(Position annotation records)
'''
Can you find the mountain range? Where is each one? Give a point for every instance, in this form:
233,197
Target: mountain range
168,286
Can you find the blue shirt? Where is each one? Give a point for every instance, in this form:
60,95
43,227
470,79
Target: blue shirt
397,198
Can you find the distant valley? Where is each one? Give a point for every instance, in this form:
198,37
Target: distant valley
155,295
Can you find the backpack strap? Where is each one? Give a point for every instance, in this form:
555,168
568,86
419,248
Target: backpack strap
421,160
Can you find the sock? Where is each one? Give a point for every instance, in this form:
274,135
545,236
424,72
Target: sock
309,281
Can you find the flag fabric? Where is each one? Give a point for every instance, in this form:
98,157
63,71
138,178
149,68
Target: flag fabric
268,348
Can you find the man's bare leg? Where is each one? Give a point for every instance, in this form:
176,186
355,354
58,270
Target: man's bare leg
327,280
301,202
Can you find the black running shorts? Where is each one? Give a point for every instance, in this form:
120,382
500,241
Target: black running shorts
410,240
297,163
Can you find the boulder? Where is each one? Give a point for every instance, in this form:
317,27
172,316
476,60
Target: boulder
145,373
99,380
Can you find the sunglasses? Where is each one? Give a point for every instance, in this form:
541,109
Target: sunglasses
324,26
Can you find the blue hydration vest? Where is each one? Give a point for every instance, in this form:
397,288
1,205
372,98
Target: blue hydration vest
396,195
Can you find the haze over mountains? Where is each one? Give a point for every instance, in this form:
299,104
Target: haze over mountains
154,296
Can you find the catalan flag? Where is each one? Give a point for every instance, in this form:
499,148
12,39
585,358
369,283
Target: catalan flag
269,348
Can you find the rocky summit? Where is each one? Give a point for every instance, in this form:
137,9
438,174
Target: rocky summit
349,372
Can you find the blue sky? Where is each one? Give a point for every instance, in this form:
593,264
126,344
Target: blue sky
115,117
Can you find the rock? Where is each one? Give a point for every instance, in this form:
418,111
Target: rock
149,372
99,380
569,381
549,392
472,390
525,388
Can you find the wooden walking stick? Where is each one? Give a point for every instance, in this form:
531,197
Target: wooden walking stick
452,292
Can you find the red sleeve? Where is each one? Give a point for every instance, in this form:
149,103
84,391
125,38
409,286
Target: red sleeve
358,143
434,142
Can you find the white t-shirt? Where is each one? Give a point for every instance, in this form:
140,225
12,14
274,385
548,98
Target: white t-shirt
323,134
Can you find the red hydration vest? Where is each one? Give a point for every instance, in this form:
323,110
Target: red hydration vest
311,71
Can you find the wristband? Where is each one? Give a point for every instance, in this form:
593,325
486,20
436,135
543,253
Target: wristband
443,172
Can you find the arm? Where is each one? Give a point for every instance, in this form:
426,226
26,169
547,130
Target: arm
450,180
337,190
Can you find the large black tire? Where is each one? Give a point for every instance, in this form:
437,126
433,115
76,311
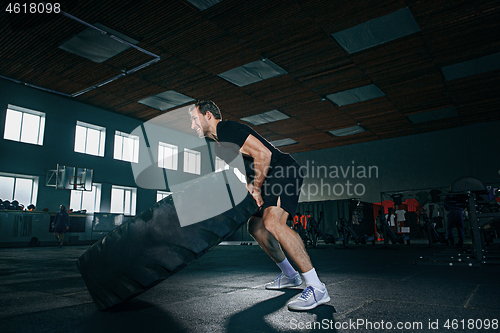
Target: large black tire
153,246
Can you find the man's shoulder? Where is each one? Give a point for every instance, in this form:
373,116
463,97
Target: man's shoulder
230,124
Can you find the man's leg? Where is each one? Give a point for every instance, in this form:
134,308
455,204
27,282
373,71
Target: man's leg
315,294
274,220
289,277
265,239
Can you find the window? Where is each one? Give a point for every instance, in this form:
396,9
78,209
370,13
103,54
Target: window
88,200
192,161
240,176
24,125
89,139
24,189
161,194
167,156
123,200
220,165
126,147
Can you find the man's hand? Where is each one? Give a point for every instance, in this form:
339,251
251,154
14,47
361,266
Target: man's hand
255,194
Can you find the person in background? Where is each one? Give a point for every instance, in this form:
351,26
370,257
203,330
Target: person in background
61,225
455,208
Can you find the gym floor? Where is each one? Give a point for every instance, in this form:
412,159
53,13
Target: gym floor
372,288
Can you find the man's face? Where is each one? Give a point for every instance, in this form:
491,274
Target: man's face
199,123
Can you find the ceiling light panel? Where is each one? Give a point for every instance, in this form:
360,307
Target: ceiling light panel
252,72
347,131
283,142
203,4
472,67
266,117
355,95
96,46
433,115
166,100
377,31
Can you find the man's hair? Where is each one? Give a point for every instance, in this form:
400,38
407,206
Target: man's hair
205,106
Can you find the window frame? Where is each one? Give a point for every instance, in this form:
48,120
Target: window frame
87,127
135,148
24,111
96,190
132,204
160,195
187,154
161,158
34,187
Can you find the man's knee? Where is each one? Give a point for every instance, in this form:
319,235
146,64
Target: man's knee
254,225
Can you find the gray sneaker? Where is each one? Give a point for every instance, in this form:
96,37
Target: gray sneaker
310,298
283,281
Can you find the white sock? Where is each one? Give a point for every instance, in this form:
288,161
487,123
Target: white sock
312,279
286,268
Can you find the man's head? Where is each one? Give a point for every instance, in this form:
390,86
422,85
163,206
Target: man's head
204,117
208,106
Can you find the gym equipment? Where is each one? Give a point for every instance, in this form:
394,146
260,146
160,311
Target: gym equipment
389,234
315,232
347,232
426,223
158,243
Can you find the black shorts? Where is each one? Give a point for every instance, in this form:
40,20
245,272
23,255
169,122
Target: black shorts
283,181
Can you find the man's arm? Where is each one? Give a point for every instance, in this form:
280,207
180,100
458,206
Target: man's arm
262,159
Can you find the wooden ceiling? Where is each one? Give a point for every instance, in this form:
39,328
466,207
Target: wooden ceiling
197,45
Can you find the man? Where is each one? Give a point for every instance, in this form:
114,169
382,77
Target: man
455,206
274,180
61,224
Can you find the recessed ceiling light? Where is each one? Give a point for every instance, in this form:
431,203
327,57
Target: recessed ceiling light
203,4
256,71
472,67
348,131
266,117
96,46
166,100
377,31
355,95
283,142
433,115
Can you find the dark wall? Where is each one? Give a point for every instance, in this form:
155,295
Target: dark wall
58,147
412,162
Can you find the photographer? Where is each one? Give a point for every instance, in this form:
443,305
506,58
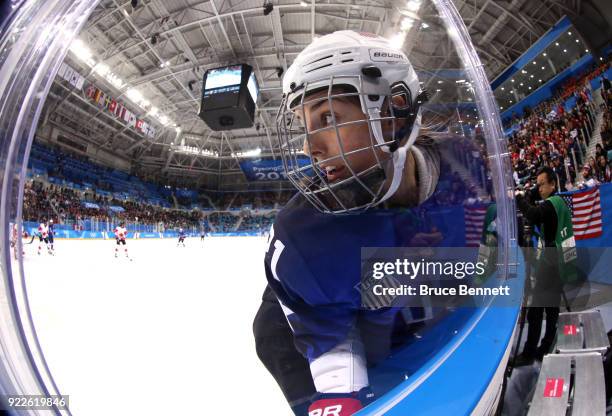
'''
SHORT EXERCISE: Locate each line in the entries above that contains the word "shoulder", and copy those lines out.

TASK OUTPUT:
Can you find the man's shoulder? Where is each one? Give a point for every instance, in this form:
Target: man's shoulder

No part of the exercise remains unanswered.